Thanks to the original coder. I've added a few options to improve captioning for EveryDream2 and limit the minigpt4 hallucinations.
At the defailt beams of 8, each caption takes about 20 to 25 seconds to generate.
On the captioning side, the code breaks the caption into sentences and limits the number of sentences to three. Through my experimentation, I've found that the third sentece usually describes the background of image. You may want to change line 174, to sentences = [s.strip() + '.' for s in sentences[:2]], if you prefer 2 sentence captions.
The code also attempts to remove sentence fragments from the caption, but not always succeeeds.
The code also attempts to remove phrases in the caption that aren't descriptive, e.g. "The image shows" and "looking directly at the camera," etc.
There is an option to specify the identity of the person in a folder, with --name "John Smith" or whatever name you choose. The name of the person will be substituted for generic nouns like "woman" or "man."
On the image side, the code checks if the image contains a transparency, and if it does, removes it and saves the image.

## PROVIDED DATA:

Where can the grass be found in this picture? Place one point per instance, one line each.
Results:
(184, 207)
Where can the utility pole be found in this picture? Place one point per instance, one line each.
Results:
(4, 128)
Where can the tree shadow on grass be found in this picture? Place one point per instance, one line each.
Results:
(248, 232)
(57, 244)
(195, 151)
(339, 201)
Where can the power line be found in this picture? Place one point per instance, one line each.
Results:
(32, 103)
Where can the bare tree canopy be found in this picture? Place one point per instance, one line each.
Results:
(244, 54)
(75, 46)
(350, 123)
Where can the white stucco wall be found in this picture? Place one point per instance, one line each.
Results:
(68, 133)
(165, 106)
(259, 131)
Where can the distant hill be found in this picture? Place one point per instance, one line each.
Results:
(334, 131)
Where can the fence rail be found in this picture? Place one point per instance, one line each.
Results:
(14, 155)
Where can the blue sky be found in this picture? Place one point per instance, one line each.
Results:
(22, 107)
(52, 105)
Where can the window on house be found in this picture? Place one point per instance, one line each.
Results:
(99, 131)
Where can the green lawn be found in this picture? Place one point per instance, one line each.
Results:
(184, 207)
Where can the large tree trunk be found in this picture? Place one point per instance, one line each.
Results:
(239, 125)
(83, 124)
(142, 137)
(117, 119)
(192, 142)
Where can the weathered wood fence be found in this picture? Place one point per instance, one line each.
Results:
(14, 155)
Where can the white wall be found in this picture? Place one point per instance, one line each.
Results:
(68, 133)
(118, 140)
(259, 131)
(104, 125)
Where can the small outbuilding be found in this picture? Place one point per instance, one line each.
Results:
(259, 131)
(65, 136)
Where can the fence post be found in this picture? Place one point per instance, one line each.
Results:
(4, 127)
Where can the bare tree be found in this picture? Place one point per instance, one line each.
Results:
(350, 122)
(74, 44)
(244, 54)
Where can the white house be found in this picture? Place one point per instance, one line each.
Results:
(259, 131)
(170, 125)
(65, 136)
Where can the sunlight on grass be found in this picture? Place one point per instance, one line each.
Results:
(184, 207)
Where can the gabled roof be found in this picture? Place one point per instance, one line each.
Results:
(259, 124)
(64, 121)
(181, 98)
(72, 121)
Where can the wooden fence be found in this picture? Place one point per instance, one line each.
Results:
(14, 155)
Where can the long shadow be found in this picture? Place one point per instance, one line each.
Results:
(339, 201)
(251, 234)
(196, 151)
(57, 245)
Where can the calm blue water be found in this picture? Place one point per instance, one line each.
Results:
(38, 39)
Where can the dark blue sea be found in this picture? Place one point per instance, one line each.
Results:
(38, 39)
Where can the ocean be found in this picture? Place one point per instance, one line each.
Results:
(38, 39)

## EXERCISE:
Copy the captioning post from "Thanks to the" to "seconds to generate.", renaming "minigpt4" as "MiniGPT-4" wherever it appears. The lines above stand apart from the captioning post and are separate material.

## FULL RESPONSE:
Thanks to the original coder. I've added a few options to improve captioning for EveryDream2 and limit the MiniGPT-4 hallucinations.
At the defailt beams of 8, each caption takes about 20 to 25 seconds to generate.